___ Supplied records ___

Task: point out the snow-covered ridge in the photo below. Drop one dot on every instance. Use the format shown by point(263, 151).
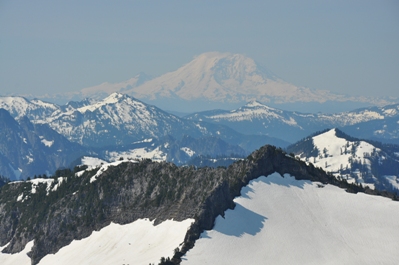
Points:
point(140, 242)
point(20, 106)
point(111, 99)
point(51, 186)
point(300, 222)
point(353, 160)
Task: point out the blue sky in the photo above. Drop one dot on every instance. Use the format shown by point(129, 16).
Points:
point(349, 47)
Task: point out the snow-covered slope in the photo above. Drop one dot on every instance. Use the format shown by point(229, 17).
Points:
point(117, 119)
point(28, 149)
point(258, 118)
point(33, 109)
point(139, 242)
point(351, 158)
point(285, 221)
point(227, 77)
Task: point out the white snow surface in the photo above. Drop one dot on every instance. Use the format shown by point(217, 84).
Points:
point(394, 181)
point(332, 154)
point(285, 221)
point(47, 142)
point(104, 168)
point(20, 258)
point(155, 154)
point(188, 151)
point(139, 242)
point(92, 162)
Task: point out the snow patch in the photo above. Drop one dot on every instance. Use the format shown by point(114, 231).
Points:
point(286, 221)
point(20, 258)
point(47, 143)
point(139, 153)
point(139, 242)
point(188, 151)
point(104, 167)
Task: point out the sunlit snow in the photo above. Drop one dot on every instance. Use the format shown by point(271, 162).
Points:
point(285, 221)
point(139, 242)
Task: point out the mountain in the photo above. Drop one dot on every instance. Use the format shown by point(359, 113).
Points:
point(28, 149)
point(359, 161)
point(179, 151)
point(98, 214)
point(121, 120)
point(226, 77)
point(219, 80)
point(33, 109)
point(379, 123)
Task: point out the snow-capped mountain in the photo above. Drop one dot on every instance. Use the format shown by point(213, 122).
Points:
point(34, 109)
point(369, 163)
point(298, 222)
point(214, 79)
point(178, 151)
point(28, 149)
point(226, 77)
point(258, 118)
point(121, 120)
point(140, 212)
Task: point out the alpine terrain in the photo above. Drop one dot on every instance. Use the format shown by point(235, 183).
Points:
point(357, 161)
point(215, 79)
point(141, 212)
point(374, 123)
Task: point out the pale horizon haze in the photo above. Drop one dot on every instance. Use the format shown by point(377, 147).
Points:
point(346, 47)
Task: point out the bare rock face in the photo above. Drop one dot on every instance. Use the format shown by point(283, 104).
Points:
point(71, 206)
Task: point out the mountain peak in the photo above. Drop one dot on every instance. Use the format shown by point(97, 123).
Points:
point(254, 103)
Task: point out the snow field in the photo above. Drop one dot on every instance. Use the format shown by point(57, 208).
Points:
point(139, 242)
point(336, 156)
point(284, 221)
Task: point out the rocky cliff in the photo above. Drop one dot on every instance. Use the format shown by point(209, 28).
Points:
point(72, 204)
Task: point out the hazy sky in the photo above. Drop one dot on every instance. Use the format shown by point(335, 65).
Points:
point(349, 47)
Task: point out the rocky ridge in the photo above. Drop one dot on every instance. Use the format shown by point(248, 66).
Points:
point(73, 204)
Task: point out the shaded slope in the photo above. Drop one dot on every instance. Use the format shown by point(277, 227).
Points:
point(73, 205)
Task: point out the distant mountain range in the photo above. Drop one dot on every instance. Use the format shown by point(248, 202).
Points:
point(374, 123)
point(120, 126)
point(213, 80)
point(355, 160)
point(43, 137)
point(28, 149)
point(141, 212)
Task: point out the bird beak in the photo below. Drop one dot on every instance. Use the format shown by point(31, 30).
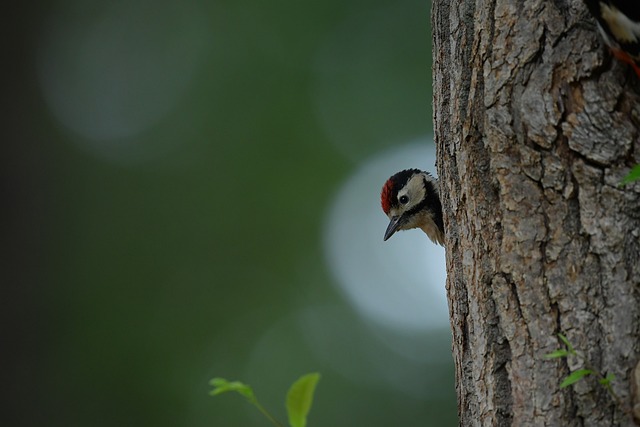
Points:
point(393, 226)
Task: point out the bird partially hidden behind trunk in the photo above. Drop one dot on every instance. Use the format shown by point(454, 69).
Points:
point(410, 199)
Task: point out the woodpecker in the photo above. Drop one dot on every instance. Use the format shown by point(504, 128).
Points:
point(410, 199)
point(619, 25)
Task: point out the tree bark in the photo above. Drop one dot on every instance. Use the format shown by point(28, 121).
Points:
point(536, 126)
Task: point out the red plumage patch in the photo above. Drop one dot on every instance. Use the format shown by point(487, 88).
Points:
point(625, 57)
point(387, 195)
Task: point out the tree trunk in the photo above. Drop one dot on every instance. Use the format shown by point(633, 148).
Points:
point(535, 127)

___

- Written request -
Reproduce all of the records above word for word, leaving out the pictures.

- Result for this exercise -
Task: point out the snow-covered ridge in the photo below. Drop one dot on every instance. Use the format shown by point(263, 151).
Points:
point(140, 242)
point(20, 106)
point(111, 99)
point(51, 186)
point(300, 222)
point(353, 160)
Task: point out the blue sky in the photo above. Drop one dot on every instance. Use the format shown by point(129, 16).
Points:
point(349, 47)
Task: point out the snow-covered slope in the photo above. Drop one dot on every instance. Use the format shown by point(229, 17).
Points:
point(117, 119)
point(28, 149)
point(258, 118)
point(33, 109)
point(139, 242)
point(351, 158)
point(285, 221)
point(227, 77)
Task: point out the white snow surface in the photo above. Drop one dot on every instance. Use the format shown by point(217, 84).
Points:
point(394, 181)
point(332, 154)
point(285, 221)
point(47, 142)
point(104, 168)
point(20, 258)
point(155, 154)
point(188, 151)
point(139, 242)
point(92, 162)
Task: point out the snow patch in the photo above. Drop one dot on every instance. Use the format shown by point(114, 231).
Points:
point(286, 221)
point(20, 258)
point(47, 143)
point(139, 153)
point(139, 242)
point(188, 151)
point(104, 167)
Task: point out the sunlit snow in the photo above. Drop one dot on every instance. Use the format shown by point(271, 162).
Points:
point(285, 221)
point(139, 242)
Task: point out the mountain in the photo above. Drop one dot on every instance. Use the format shown by point(359, 113).
Points:
point(28, 149)
point(359, 161)
point(179, 151)
point(98, 214)
point(121, 120)
point(226, 77)
point(219, 80)
point(33, 109)
point(379, 123)
Task: point out the snow-capped mountain in the photo above. Drop one dot on every instance. Use the format shown by point(213, 122).
Points:
point(34, 109)
point(369, 163)
point(298, 222)
point(214, 79)
point(178, 151)
point(28, 149)
point(226, 77)
point(258, 118)
point(121, 120)
point(140, 212)
Task: point out the alpine terrain in the photo above. Drop one dot on every instance. Use the format shown by point(235, 183).
Points:
point(357, 161)
point(215, 79)
point(141, 212)
point(374, 123)
Task: point out the pale horizon haze in the photo above. Drop one dot on every instance. Use the format shown by point(377, 147).
Points:
point(346, 47)
Task: point out the bare rock face in the photo above. Drop one dot on every instance. Use the format shown by point(283, 104).
Points:
point(71, 206)
Task: point out the mountain peak in the photo above. Drop one dot on every instance. Use the format shown by point(97, 123).
Points:
point(254, 103)
Task: point out the snow field in the photo above. Drop one dot on every instance. Use the format shown by point(57, 208).
Points:
point(139, 242)
point(336, 156)
point(284, 221)
Task: point out the rocky cliff in the photo above. Drop one dot on every instance. Use the format shown by point(209, 28).
Points:
point(72, 204)
Task: point out the hazy sky in the photo above. Drop one dot on every instance. Use the format shown by point(335, 65).
Points:
point(349, 47)
Task: point out the rocky ridge in the photo above. Drop one dot on every instance. Use the format shown by point(248, 66).
Points:
point(73, 204)
Task: point out the shaded slope in the photo above. Drop one dot on every instance. Use the format shown by point(277, 227).
Points:
point(73, 205)
Task: point out the distant mountain range in the photo above. Drop one dot on every instance. Use the format shown by point(248, 202).
Points:
point(374, 123)
point(120, 126)
point(213, 80)
point(355, 160)
point(43, 137)
point(28, 149)
point(141, 212)
Task: point out the bird beak in the photo below. Drop one dot on every instance. Use the format shown by point(31, 30).
Points:
point(393, 226)
Task: point out the bird partially hidden behind trunk in the photo above. Drop one dot on every instance. Use the format shown by point(454, 69).
Points:
point(410, 199)
Task: point out the woodpecker in the photo above. Drop one dot on every instance. Use the format shown by point(504, 128).
Points:
point(410, 199)
point(619, 25)
Task: point out the tree bark in the photo above. Drop one dot on every instance. Use the format shown by point(28, 121).
Points:
point(536, 126)
Task: point out the red plumage patch in the photo above. Drop one dot on every instance. Use the format shown by point(487, 88).
Points:
point(625, 57)
point(387, 195)
Task: point out the tree trunk in the photo above. Drop one dot on every instance. Use the format shown by point(633, 148).
Points:
point(535, 127)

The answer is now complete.